▶ [Verilen Metin]
Düşkıranlar / Tekelci Burjuva Kültürü Üzerine İncelemeler – B. Sadık Albayrak

Düşkıranlarİnsanın eylemi içinde düşlerin yeri önemli; insan, gerçekliği güzelleştirmek ve değiştirmek için olması gerekeni düşler, düşünür ve harekete geçer. Zengin düşler için zengin bir kültür birikimine ihtiyaç var. Bu kitaptaki incelemelerde, insanlığın kültür sorunu ele alınıyor. Günümüz toplumunda insanlık alabildiğine kısıtlanmıştır. Kültür de, insanın varoluş koşulları olarak bu kısıtlamanın sınırları altındadır. Tekellerin hakim olduğu bir dünya, insanı fabrikasyon mamullerin yanı sıra, fabrikasyon fikirlerin, duyguların ve imgelerin müşterisine çevirmiştir. Tekellerin kültürünü üretenler ve yaygınlaştıranlar “düşkıranlardır”.

Televizyon, düşkıranların başta gelen araçlarından biri; içerdiği müzik, sinema, dizi film, haber programlarıyla topyekûn bir düşkırıcısıdır. Gündüz üretimde esir edilen emekçi, gece televizyon karanlığında uyutulmaktadır. Tekellerin kültür sanat kuşatması altında yaşayan insan, kendi yaşamına ve ihtiyaçlarına yabancılaşmıştır. İnsanın kendini görebileceği, yaşamını bulabileceği, özgürlüğünü duyumsayabileceği gerçekçi bir sanata ihtiyacı vardır. Tekellerin ortaçağındayız, karanlıktayız. Yollar bozulmuş, insanlar arasında toplumsal ortaklıklar dağıtılmış, düşlerin uzak yıldızları karartılmış, çıkışı arıyoruz. Düşkıranlar’da, “düşkıranlara” karşı yirmi yıldan beri süren bir savaşın güncesini okuyorsunuz; edebiyet cephesindeyiz. Estetik kalkışmanın en köklüsünün yolundayız. Düşkıranlar’ı alt etmek için en yıkıcı eleştirmeni, Devrim’i arıyoruz.arıyoruz.
(Tanıtım Bülteninden)

▶ [Kayıt Listesi]
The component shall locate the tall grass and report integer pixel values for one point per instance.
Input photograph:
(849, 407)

---

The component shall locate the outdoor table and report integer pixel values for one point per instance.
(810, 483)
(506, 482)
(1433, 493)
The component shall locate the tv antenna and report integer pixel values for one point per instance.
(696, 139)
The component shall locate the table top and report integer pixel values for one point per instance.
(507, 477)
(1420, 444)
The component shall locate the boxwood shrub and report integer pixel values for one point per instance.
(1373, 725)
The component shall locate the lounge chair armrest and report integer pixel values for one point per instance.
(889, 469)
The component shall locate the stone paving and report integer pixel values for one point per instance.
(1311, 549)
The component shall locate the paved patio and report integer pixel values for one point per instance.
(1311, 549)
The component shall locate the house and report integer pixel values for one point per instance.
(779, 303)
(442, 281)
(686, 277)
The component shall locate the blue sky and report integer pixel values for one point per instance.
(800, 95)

...

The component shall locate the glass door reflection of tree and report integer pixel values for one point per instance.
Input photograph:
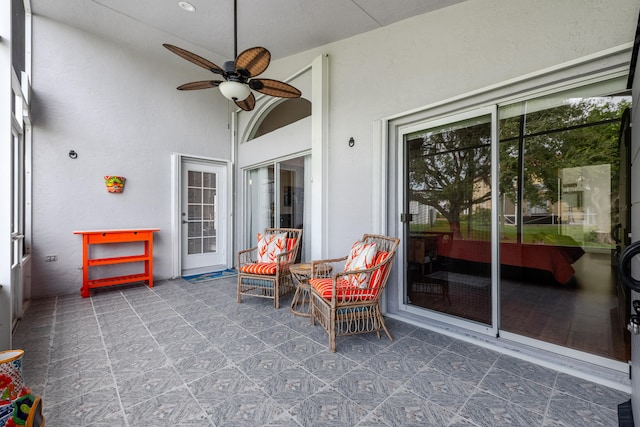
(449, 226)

▶ [Çalışma Görevleri]
**1.** Verilen metindeki "Televizyon, düşkıranların başta gelen" sözleriyle başlayan paragrafı, ana bilgilerini koruyarak madde listesi hâlinde kısaltın.
**2.** Verilen metne göre düşler insanın eylemi içinde neden önemli bir yer tutar? Bir iki cümleyle açıklayın.
**3.** Verilen metinde "Televizyon, düşkıranların başta" sözleriyle açılıp "(Tanıtım Bülteninden)" sözleriyle kapanan bölümü olduğu gibi yazın.

▶ [Alıştırma Cevapları]
**1.**
- Televizyon; müzik, sinema, dizi film ve haber programlarıyla düşkıranların başlıca araçlarındandır.
- Gündüz üretimde esir edilen emekçi, gece televizyonla uyutulur.
- Tekellerin kültür sanat kuşatması altındaki insan, kendi yaşamına ve ihtiyaçlarına yabancılaşmıştır.
- İnsanın, kendini görüp özgürlüğünü duyumsayabileceği gerçekçi bir sanata ihtiyacı vardır.
- Tekellerin ortaçağında, karanlıkta yaşanmaktadır; toplumsal ortaklıklar dağıtılmıştır ve çıkış aranmaktadır.
- Kitap, düşkıranlara karşı yirmi yıldır edebiyat cephesinde süren bir savaşın güncesidir.
- Düşkıranları alt etmek için Devrim aranmaktadır.

**2.** İnsan, gerçekliği güzelleştirmek ve değiştirmek için olması gerekeni düşler. Ardından bunu düşünür ve harekete geçer. Bu yüzden düşler, insanın eyleminin çıkış noktasıdır.

**3.**
Televizyon, düşkıranların başta gelen araçlarından biri; içerdiği müzik, sinema, dizi film, haber programlarıyla topyekûn bir düşkırıcısıdır. Gündüz üretimde esir edilen emekçi, gece televizyon karanlığında uyutulmaktadır. Tekellerin kültür sanat kuşatması altında yaşayan insan, kendi yaşamına ve ihtiyaçlarına yabancılaşmıştır. İnsanın kendini görebileceği, yaşamını bulabileceği, özgürlüğünü duyumsayabileceği gerçekçi bir sanata ihtiyacı vardır. Tekellerin ortaçağındayız, karanlıktayız. Yollar bozulmuş, insanlar arasında toplumsal ortaklıklar dağıtılmış, düşlerin uzak yıldızları karartılmış, çıkışı arıyoruz. Düşkıranlar’da, “düşkıranlara” karşı yirmi yıldan beri süren bir savaşın güncesini okuyorsunuz; edebiyet cephesindeyiz. Estetik kalkışmanın en köklüsünün yolundayız. Düşkıranlar’ı alt etmek için en yıkıcı eleştirmeni, Devrim’i arıyoruz.arıyoruz.
(Tanıtım Bülteninden)